Task requirements: Reproduce the stretch of entries from the line that contains "to locate concrete" through the line that contains "[353,449,560,600]", both included, keeping every request line unchanged. Offset each coordinate value in the answers by adding 58.

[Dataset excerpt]
++++

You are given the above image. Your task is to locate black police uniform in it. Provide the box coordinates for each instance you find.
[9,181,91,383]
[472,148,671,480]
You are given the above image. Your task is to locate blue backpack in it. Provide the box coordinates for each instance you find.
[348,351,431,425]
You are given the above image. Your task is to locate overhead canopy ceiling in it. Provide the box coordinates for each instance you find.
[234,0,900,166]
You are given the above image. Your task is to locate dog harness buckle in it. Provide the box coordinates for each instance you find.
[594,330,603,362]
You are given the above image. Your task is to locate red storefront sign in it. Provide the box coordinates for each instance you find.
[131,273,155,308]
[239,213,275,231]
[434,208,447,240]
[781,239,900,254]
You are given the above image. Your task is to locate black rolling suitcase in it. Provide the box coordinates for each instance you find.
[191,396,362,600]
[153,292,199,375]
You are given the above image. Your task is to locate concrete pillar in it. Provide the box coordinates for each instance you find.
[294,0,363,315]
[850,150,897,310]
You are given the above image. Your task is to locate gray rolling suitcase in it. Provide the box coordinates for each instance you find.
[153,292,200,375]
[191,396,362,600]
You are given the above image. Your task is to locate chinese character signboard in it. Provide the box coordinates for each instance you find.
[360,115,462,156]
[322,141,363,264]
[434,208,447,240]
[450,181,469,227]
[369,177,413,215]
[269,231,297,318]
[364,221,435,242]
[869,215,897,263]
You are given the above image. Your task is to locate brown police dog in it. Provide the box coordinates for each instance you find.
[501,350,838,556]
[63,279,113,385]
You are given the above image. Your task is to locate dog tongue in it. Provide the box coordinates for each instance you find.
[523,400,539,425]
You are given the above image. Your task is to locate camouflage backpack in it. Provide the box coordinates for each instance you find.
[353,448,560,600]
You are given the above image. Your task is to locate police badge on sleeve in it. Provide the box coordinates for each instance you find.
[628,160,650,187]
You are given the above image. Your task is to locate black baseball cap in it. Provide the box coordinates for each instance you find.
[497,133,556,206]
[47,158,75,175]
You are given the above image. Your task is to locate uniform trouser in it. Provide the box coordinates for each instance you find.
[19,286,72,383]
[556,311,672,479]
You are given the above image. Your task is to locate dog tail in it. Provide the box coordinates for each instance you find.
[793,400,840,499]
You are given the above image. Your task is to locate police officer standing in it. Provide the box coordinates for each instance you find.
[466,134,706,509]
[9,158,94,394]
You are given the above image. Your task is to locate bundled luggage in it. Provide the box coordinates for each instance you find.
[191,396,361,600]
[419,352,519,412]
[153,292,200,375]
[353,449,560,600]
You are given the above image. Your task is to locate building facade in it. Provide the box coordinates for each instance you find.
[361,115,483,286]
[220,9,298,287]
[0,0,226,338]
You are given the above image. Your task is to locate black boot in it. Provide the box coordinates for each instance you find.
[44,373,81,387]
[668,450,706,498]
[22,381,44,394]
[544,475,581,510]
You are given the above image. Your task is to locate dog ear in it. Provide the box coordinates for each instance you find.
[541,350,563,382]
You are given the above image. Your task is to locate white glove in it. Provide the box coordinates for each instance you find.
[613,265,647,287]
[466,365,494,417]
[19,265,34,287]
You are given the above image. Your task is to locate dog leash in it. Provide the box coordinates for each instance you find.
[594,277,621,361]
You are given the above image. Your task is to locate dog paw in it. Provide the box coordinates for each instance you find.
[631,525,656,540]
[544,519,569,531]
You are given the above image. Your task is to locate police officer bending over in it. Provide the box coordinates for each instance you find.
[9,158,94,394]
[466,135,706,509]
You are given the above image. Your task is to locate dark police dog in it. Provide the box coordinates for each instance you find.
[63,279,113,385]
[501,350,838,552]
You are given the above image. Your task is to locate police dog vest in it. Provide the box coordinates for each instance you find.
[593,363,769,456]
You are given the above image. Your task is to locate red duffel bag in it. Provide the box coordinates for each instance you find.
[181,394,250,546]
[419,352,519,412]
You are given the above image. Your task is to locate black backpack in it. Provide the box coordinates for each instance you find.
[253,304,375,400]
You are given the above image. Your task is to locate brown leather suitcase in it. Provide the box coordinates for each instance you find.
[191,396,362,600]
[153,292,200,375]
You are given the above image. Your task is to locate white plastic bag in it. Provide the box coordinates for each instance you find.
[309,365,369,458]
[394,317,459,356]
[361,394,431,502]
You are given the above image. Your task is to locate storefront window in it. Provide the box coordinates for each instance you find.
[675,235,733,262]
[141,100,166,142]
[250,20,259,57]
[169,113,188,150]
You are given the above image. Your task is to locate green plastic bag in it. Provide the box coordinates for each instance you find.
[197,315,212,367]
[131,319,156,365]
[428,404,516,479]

++++

Answer to the problem:
You are given the above image. Your task is to locate concrete pillar in it. Provide the box coordinates for each instance you find.
[352,58,421,373]
[908,208,955,368]
You are given the above image. Your task is to locate gray rolling suitcase in it. Provide the box coordinates for each instance you find.
[211,350,258,433]
[249,454,420,658]
You are given the above image. Your task is to locate chinese character signboard in it. Provide the box coordinates for each instance you find.
[418,173,520,214]
[380,199,421,322]
[492,266,505,298]
[508,239,527,285]
[427,235,471,273]
[327,289,355,376]
[422,279,493,300]
[927,273,955,321]
You are given the above image. Your task is to locate brown police dog in it. Provide the box coordinates for each instance you find.
[559,408,896,614]
[121,337,171,443]
You are given the above image. Your task is to locate dog tongue in it. Provide the box coordinates for each instance you find.
[581,458,597,483]
You are given the above image. Your task is to locate camouflage backpack in it. Provide the box coordinates for each instance you find.
[411,506,618,658]
You are given the above image. Your task is to locate police badge on sleeve in it. Provide the box coordinates for each instance you find.
[686,218,708,245]
You are given the above image. Your task is to locate black baseball cap in it. Provide the box coordinates for each instance you find.
[555,191,614,264]
[105,216,133,233]
You are given the above image. Your task is to locate uniform trouser in it. Provide the box coordinates for each instance you find.
[77,344,130,441]
[614,369,730,537]
You are given the above image. Your task is to locate dog tail in it. Provide the box coordinates for each instance you find.
[851,458,898,557]
You are given the above image. Your task is to locate police officer standing in it. Provide the box coordinates for each instance you find.
[524,192,764,567]
[67,216,152,452]
You are given the above image. Your task is to locate bundled luggage in it. Provide the box coordinates for each instance you find.
[249,454,419,658]
[477,410,577,470]
[211,350,258,433]
[411,507,618,658]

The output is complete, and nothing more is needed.